### Required actions
• 1. According to the summit event notes, which IRC channel and network are listed?
• 2. In the summit event notes, write out the stretch from "General discussion about" through "auto-convert on space/save)" again, substituting "Linux" for "Windows".

### Provided passage
★ ★ ★

Wikimedia Language engineering/Pune LanguageSummit November 2013/Event Notes
- 1 Open Source Language Summit - November 2013
- 1.1 Day 1
- 1.1.1 Session: Input Methods on VisualEditor (includes jQuery.ime integration)
- 1.1.2 Session: Cross project coverage for basic language support components
- 1.1.3 Session Name: FUEL Sessions
- 1.1.4 Session Name: Keyboard layout Images for documentation of input methods
- 1.1.5 Session Name: Leveraging content translation platforms for Indic languages
- 1.1.6 Session Name: Updating Lohit2 fonts to conform with the new Open Type spec for Indic scripts
- 1.1.7 Session Name: Packaging fonts
- 1.1.8 Session: Identify and document the sources of free licensed bilingual dictionaries
- 1.1.9 Session: Q & A with Behdad Esfahbod: State of the Union: Harfbuzz - Font rendering for Chrome, Android
- 1.2 Day 2
- 1.2.1 Session Name: Indic Font Specification
- 1.2.2 Session Name: Autonym Font
- 1.2.3 Session Name: Content Translation UI prototype testing session
- 1.2.4 Session Name: Onscreen Keyboards
- 1.2.5 Session Name: FUEL Sessions - Demo: Translation Quality Assessment Matrix
- 1.2.6 Session Name: Rendering of fonts on mobile apps
- 1.2.7 Session Name: "Lohit-ising" Open type fonts
- 1.2.8 Session Name: ibus-typing-booster - predictive text typing system
- 1.2.9 Session Name: Fedora SIG - UI Source Message Contextualization
- 1.1 Day 1
Open Source Language Summit - November 2013
- Schedule: http://open-source-language-summit-2013.shdlr.com/grid
- Twitter: Hashtag #languagesummitpune
- IRC: #mediawiki-i18n on FreeNode
Session: Input Methods on VisualEditor (includes jQuery.ime integration)
- David Chan leading; sets off introductions from everyone round-table
- Santhosh introduced jQuery.IME and explained what it is for, why it was built
- David outlined how bug-filing helps - the importance of very specific version numbers, exact keystrokes to fire the IME, and expected and observed behaviours, and the problems facing comprehensive IME support
- David demonstrated the EventLogger system capturing IME input event streams, giving detailed run through of several IMEs and the events that they can create
- David showed the draft automated IME testing framework he has built for VisualEditor and explained his intention to build a library of as many languages, IMEs and OSes as possible to test them.
- Santhosh discussed how jQuery.IME can help simplify the needs in VisualEditor because it doesn't operate in a different way in each script/browser/OS
- Santhosh demonstrated problems like multiple different conflicting numbers (e.g. cursor positions vs. key strokes vs. Unicode code points vs. backspace positions)
- Santhosh returned to the reasons why IME difficulties are an issue for VisualEditor, due to the need to do non-native programmatic management of the contentEditable surface to support generated content blocks like images or templates
- Pau asked about the relative value of on-screen keyboards, predictive type, spell-checking, hand-writing recognition etc.
General discussion about possibilities and requirements from Indic scripts
- Particular requests for VisualEditor
- Support for native IMEs – especially for users with Windows as their OS
- In-built IME in VE (e.g. expectations of auto-convert on space/save)

★ ★ ★

### Data extract
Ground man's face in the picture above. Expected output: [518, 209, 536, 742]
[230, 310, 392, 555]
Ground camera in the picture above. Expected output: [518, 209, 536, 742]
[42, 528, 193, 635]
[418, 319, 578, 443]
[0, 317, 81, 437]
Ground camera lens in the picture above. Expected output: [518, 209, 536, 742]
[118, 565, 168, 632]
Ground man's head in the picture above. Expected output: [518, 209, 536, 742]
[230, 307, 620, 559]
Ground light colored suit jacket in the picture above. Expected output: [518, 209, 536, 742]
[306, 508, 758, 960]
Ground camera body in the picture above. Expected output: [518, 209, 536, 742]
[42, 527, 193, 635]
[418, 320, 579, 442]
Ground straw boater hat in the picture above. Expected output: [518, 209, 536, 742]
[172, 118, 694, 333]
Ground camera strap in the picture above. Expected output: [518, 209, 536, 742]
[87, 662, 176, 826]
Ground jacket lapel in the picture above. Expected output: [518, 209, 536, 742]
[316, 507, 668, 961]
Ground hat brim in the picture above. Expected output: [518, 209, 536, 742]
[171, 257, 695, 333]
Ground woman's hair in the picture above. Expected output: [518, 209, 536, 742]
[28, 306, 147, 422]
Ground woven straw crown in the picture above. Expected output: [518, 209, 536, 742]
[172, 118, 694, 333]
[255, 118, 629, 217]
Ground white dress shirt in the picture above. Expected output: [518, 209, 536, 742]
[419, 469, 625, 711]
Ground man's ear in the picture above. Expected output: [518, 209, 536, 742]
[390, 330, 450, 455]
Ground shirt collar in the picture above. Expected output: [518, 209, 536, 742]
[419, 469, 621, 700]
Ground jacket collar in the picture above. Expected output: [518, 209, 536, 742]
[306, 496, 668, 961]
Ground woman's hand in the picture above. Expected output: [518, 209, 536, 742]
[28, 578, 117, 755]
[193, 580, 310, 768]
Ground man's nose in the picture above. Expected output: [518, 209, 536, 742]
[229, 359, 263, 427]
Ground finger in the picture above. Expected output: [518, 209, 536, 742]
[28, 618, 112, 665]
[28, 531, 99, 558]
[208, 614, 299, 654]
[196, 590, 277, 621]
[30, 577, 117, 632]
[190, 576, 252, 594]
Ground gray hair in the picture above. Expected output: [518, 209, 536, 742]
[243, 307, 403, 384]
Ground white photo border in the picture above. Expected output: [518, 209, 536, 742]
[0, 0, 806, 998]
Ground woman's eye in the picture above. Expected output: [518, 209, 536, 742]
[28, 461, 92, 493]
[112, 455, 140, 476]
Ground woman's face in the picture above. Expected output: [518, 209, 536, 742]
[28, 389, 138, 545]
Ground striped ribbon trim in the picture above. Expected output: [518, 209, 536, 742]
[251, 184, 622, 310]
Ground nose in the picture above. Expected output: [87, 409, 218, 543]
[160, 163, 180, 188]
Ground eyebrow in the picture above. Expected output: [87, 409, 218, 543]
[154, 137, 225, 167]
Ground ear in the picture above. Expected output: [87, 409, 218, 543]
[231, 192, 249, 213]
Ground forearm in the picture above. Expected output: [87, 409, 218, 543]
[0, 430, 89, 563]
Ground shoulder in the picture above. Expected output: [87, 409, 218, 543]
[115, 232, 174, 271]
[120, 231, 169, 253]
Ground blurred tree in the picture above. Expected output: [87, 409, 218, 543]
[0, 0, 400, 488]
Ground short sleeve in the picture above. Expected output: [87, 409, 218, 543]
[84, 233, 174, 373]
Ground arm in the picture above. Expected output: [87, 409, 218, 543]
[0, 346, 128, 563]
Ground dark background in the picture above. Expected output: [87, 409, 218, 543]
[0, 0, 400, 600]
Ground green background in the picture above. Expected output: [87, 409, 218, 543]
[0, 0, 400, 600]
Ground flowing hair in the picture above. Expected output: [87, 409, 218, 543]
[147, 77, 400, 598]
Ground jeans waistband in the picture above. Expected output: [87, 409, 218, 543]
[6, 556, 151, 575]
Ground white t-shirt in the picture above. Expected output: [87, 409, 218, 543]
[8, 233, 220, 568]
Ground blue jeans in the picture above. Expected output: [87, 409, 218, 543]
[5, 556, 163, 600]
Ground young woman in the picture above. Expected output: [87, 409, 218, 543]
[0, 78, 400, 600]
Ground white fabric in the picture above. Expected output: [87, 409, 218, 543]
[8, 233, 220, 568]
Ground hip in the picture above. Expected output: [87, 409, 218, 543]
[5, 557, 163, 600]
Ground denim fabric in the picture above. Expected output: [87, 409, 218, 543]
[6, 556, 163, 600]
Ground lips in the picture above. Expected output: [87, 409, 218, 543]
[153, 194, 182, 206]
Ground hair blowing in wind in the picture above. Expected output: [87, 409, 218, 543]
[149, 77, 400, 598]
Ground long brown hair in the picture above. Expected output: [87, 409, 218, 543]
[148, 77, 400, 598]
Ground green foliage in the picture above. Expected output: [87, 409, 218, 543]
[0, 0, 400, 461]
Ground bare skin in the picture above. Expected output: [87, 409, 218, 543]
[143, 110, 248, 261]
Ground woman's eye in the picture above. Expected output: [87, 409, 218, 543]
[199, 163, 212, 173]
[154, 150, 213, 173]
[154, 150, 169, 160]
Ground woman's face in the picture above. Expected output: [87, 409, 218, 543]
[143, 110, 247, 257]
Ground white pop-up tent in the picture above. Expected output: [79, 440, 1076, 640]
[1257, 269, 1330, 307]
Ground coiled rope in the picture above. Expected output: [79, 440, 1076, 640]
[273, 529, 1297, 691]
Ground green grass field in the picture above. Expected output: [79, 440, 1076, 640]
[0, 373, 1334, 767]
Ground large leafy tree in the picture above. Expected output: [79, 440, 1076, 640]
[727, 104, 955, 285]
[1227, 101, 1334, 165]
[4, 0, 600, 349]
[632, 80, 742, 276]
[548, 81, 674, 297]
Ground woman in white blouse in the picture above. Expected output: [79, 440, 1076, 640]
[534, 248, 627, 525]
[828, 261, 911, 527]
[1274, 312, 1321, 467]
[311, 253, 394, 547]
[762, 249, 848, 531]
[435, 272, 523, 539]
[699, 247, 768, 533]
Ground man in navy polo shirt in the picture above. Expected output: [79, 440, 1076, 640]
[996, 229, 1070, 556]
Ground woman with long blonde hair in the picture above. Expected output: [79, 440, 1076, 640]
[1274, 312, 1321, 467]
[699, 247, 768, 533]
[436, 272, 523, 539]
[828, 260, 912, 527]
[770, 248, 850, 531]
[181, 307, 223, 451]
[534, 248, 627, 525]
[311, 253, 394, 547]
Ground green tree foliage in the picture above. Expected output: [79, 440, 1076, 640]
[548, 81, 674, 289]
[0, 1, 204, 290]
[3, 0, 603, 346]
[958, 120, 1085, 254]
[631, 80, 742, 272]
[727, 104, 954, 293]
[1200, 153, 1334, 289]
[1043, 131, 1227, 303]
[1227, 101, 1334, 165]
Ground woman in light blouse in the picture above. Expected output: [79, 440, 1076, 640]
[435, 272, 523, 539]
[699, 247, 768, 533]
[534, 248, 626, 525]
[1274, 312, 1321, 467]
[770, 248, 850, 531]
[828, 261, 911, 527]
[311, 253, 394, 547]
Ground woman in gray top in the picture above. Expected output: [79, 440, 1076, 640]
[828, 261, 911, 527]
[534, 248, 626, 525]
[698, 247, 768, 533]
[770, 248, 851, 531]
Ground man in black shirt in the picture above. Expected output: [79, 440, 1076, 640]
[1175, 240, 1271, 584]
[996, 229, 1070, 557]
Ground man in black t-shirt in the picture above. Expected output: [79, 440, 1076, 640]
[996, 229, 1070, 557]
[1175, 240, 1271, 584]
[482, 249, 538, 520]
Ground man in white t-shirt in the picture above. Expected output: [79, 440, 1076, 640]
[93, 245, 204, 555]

★ ★ ★

### Set of answers
• 1. #mediawiki-i18n on FreeNode

• 2.
General discussion about possibilities and requirements from Indic scripts
- Particular requests for VisualEditor
- Support for native IMEs – especially for users with Linux as their OS
- In-built IME in VE (e.g. expectations of auto-convert on space/save)